=== Work instructions ===
Pick up the account of soccer player Jordan Morris and his Type 1 diabetes after its final sentence, and carry it forward.

There are a lot of barriers standing between the average youth soccer player and a career as a professional. There’s competition, fitness, skills, bad coaching. Jordan Morris had one more barrier to deal with. He was diagnosed with Type 1 diabetes when he was nine.
“You don’t see a ton of professional soccer players with diabetes,” Morris tells Sounder at Heart. “My dad recently told me he didn’t even think I’d be able to play soccer in college.”
Having Type 1 diabetes means that Morris’ pancreas doesn’t produce insulin. After eating, sugar and other nutrients enter the blood stream, and insulin helps the body absorb that sugar and turn it into energy. Morris wears an insulin pump, a cell phone-sized device that gives him a steady stream of insulin throughout the day, and more whenever he eats.
A lot of being a diabetic is trying to keep the amount of sugar in the blood within a specific range. That requires constantly paying attention to insulin, exercise, and food intake. It can feel a bit like living in that gif of Zach Galifianakis enshrouded in a swirling cloud of calculations. Insulin lowers blood sugars. With some exceptions, exercise also lowers them and food has the opposite effect.

=== Supplied material ===

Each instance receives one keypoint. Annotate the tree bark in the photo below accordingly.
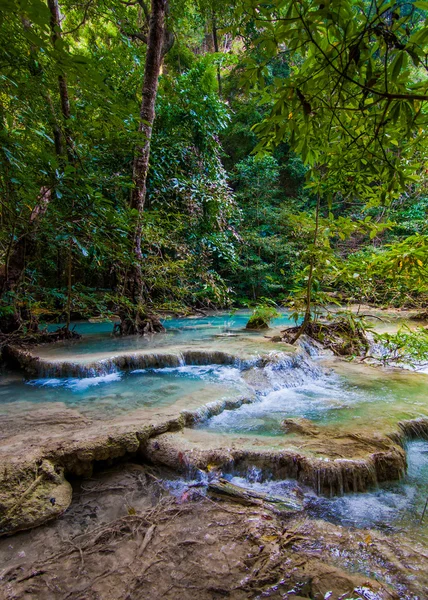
(159, 41)
(16, 258)
(216, 49)
(62, 79)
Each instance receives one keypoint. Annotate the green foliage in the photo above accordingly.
(404, 347)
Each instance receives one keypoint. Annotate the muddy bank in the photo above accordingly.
(124, 536)
(33, 475)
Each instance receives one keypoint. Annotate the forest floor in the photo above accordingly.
(126, 537)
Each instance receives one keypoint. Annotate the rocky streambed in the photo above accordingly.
(226, 404)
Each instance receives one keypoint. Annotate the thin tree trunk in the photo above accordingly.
(307, 317)
(62, 79)
(24, 246)
(216, 49)
(158, 43)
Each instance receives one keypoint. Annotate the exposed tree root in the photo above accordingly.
(342, 337)
(138, 322)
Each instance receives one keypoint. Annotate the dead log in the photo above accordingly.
(225, 490)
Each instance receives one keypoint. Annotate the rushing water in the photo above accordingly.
(329, 392)
(187, 332)
(110, 395)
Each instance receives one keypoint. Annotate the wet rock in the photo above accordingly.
(30, 497)
(300, 426)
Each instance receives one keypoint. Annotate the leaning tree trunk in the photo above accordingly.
(62, 79)
(19, 251)
(137, 319)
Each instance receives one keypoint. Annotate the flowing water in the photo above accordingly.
(349, 396)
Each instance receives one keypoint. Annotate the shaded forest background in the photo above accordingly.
(225, 223)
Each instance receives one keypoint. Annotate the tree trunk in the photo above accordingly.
(307, 317)
(16, 260)
(137, 319)
(25, 246)
(62, 79)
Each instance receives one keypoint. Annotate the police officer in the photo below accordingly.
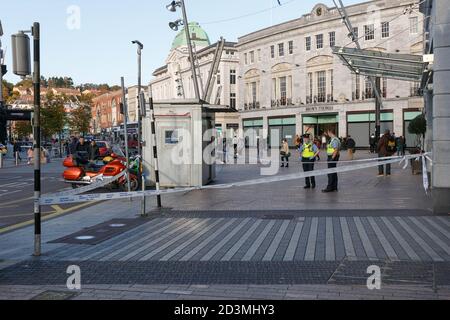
(309, 152)
(333, 152)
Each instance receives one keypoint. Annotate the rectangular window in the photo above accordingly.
(385, 30)
(368, 93)
(308, 43)
(309, 89)
(321, 86)
(369, 32)
(281, 49)
(319, 41)
(291, 47)
(232, 76)
(414, 25)
(233, 100)
(283, 91)
(252, 56)
(332, 38)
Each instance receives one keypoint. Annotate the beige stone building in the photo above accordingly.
(290, 80)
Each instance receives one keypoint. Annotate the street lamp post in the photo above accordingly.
(174, 25)
(141, 112)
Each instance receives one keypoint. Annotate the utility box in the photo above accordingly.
(185, 131)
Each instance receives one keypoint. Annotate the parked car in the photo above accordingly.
(104, 148)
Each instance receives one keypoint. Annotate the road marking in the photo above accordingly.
(419, 240)
(45, 218)
(197, 236)
(218, 246)
(290, 251)
(348, 243)
(403, 243)
(330, 254)
(384, 242)
(276, 242)
(312, 238)
(241, 241)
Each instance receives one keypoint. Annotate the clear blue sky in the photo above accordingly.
(101, 50)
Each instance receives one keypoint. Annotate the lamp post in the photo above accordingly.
(141, 112)
(174, 26)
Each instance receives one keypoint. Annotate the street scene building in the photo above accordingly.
(290, 80)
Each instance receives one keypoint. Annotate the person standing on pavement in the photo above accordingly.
(351, 147)
(386, 148)
(16, 150)
(285, 154)
(309, 151)
(333, 152)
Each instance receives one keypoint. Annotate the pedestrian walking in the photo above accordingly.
(333, 152)
(285, 154)
(309, 151)
(351, 148)
(386, 148)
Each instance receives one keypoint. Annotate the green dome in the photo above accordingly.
(198, 36)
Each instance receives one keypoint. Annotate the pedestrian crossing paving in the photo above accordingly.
(250, 239)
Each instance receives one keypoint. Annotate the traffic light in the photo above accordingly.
(3, 132)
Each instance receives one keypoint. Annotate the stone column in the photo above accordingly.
(441, 108)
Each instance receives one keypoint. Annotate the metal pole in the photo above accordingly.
(125, 128)
(155, 146)
(191, 54)
(37, 139)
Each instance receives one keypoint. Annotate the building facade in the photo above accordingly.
(174, 79)
(290, 80)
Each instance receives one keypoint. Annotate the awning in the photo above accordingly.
(406, 67)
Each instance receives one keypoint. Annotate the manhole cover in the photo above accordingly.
(117, 225)
(85, 237)
(55, 295)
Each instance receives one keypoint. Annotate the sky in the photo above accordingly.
(90, 41)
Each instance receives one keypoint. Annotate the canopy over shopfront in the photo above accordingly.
(406, 67)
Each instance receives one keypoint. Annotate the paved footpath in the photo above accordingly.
(273, 241)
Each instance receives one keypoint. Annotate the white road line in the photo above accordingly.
(312, 238)
(194, 238)
(218, 246)
(420, 241)
(293, 243)
(186, 233)
(368, 248)
(431, 234)
(276, 242)
(255, 246)
(330, 252)
(241, 241)
(383, 240)
(403, 243)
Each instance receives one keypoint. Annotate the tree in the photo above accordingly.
(80, 117)
(53, 115)
(418, 126)
(22, 129)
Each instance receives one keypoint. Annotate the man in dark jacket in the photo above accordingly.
(386, 148)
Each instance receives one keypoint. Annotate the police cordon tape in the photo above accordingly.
(68, 199)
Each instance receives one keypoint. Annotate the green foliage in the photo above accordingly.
(53, 115)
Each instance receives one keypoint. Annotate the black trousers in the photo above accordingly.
(332, 178)
(308, 165)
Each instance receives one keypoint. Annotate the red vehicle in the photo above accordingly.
(104, 148)
(79, 175)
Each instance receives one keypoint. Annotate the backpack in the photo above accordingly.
(391, 146)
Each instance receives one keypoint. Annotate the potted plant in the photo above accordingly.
(418, 126)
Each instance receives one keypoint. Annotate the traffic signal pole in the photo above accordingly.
(37, 139)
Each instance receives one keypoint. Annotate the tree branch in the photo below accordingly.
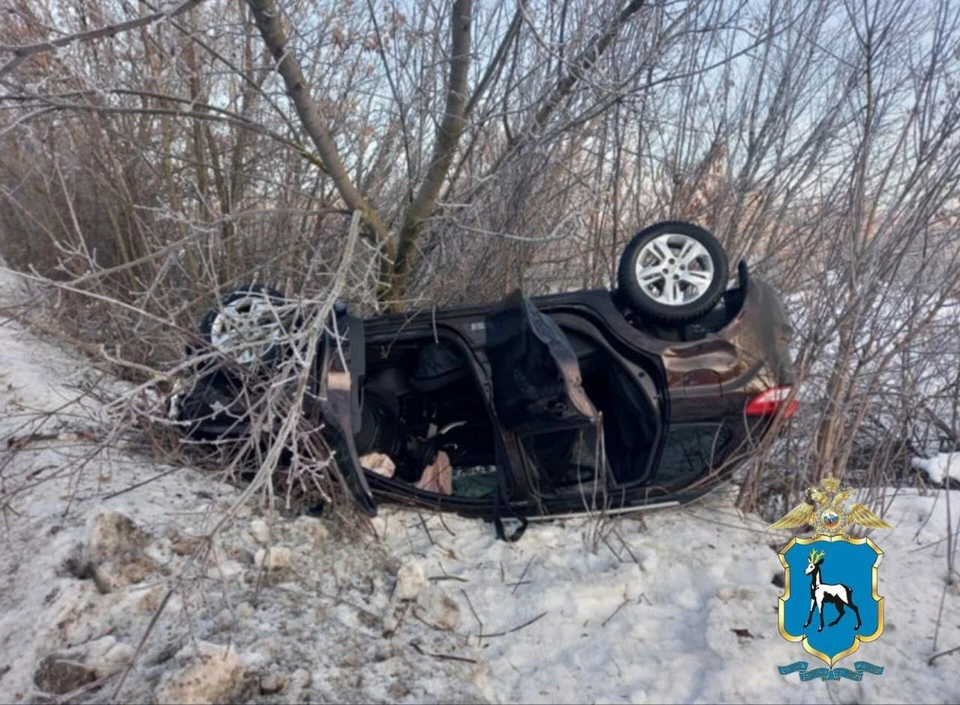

=== Result for this exercise ===
Even for diabetics with the best control, the disease is a major health issue. Low blood sugars can make a diabetic feel lightheaded or blur their vision. Serious low blood sugars, although rare, can cause loss of consciousness. On the other hand, high blood sugars can mean headaches or nausea and, if left untreated, can lead to comas.
“When I was newly diagnosed, it was scary,” Morris says. “It was tough. There were a lot of questions going through my mind.”
Morris profusely credits his parents (his dad is the Sounders’ team doctor, and his mom was a nurse) for helping him early on. He had to learn to check his blood sugar multiple times a day: when he eats, exercises, wakes up, goes to bed, or just feels off. Before meals he has to count how many carbs he’s going to have, so that he knows how much insulin to give himself, because the body converts most carbs into sugar. He carries a backpack around with diabetes supplies he might need in an emergency.
In his journey from high school to college to Major League Soccer, he has gotten better at dealing with the disease, largely because of how well he has gotten to know his body. Things like how sensitive a diabetic is to insulin (in other words, how much insulin they give themselves for how many carbs they eat, or how much their blood sugar is off), can change based on things as simple as the time of day. So knowing your body helps. Morris has a specific food that he knows works well when he has low blood sugar: fruit snacks. Nowadays, most of his diabetes management is up to him.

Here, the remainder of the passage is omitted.